### REQUIREMENTS
Give back exactly the lines from the one containing "Place a point on the snow-covered" through the end of the records, including both, and no others.

### SOURCE RECORDS
▼

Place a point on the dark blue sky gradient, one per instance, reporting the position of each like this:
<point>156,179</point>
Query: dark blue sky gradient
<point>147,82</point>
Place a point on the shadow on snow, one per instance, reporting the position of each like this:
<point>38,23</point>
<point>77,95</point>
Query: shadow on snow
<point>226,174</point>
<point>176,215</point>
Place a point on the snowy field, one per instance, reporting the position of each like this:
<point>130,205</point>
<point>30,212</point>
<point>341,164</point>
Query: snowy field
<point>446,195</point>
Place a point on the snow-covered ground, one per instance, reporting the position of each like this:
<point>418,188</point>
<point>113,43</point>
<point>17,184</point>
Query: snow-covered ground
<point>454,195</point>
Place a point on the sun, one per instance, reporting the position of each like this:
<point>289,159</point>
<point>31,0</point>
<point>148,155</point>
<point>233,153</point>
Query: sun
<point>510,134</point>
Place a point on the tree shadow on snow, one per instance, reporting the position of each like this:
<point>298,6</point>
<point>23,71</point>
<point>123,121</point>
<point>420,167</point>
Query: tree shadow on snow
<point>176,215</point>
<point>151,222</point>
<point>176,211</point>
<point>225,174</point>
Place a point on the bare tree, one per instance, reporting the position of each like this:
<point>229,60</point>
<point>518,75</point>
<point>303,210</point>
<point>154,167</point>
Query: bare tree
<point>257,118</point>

▲

### SOLVED PROBLEM
Place a point on the snow-covered ground, one per instance, reporting the position of each like this:
<point>418,188</point>
<point>113,43</point>
<point>17,184</point>
Query: snow-covered ground
<point>454,195</point>
Place a point on the sun, one per instance, reporting the position of each like this:
<point>289,159</point>
<point>31,0</point>
<point>148,155</point>
<point>233,153</point>
Query: sun
<point>510,134</point>
Place a point on the tree shadow on snow, one per instance, reporting the position of each like this:
<point>298,6</point>
<point>23,71</point>
<point>123,121</point>
<point>420,167</point>
Query: tree shadow on snow
<point>176,215</point>
<point>151,222</point>
<point>176,211</point>
<point>225,174</point>
Place a point on the bare tree, one per instance, reporting the position of each like this:
<point>229,60</point>
<point>518,75</point>
<point>303,210</point>
<point>154,167</point>
Query: bare tree
<point>257,118</point>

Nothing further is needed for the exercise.